## Exercise description
Find "In the photo above, where can the wooden plank" in the records that follow; print that line and each subsequent line through the last one, verbatim and with nothing added.

### Supplied records

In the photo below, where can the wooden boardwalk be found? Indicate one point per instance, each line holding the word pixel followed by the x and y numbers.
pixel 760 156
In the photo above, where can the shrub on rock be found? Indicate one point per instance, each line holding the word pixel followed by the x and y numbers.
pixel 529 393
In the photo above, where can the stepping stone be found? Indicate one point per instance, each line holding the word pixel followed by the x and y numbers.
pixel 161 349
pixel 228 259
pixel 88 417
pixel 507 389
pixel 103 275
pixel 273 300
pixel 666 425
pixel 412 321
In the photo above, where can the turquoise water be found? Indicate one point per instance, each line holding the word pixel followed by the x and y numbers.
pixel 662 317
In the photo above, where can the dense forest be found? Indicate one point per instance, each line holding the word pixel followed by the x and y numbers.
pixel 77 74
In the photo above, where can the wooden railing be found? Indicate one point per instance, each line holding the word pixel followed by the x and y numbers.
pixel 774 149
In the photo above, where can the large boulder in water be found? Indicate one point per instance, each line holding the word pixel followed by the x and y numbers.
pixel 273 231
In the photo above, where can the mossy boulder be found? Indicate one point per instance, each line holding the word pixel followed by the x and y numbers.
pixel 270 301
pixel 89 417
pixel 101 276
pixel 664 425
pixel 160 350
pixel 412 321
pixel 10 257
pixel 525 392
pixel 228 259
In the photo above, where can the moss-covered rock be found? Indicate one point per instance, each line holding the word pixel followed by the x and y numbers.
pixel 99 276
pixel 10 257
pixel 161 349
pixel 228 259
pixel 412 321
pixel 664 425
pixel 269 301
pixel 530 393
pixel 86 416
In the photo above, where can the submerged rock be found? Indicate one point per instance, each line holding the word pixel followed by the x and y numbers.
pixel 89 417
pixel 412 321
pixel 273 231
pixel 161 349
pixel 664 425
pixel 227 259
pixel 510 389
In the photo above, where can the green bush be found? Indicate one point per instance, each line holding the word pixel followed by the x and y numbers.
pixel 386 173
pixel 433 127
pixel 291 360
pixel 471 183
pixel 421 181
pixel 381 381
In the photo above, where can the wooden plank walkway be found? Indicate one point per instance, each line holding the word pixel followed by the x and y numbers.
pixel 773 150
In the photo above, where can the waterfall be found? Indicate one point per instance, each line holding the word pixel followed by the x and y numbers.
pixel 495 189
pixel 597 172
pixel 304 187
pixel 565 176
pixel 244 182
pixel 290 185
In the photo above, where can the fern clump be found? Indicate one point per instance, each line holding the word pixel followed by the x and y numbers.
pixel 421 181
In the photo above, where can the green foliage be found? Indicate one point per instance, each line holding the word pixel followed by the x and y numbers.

######

## Reply
In the photo above, where can the wooden plank walkway be found? Indicate one point per instance, each line holding the word pixel followed by the x and y numbers.
pixel 773 150
In the photo above, where can the waterfall be found? Indicate one point per instance, each line holding the word pixel followed by the x and y numbers.
pixel 495 189
pixel 597 172
pixel 304 187
pixel 565 176
pixel 244 182
pixel 290 185
In the photo above, where can the fern clump be found? Indicate one point per instance, each line holding the word pixel followed by the x and y numbers.
pixel 421 181
In the photo above, where can the green foliage be found? Indicate one point per instance, each line holding the word pixel followed by the x and y numbers.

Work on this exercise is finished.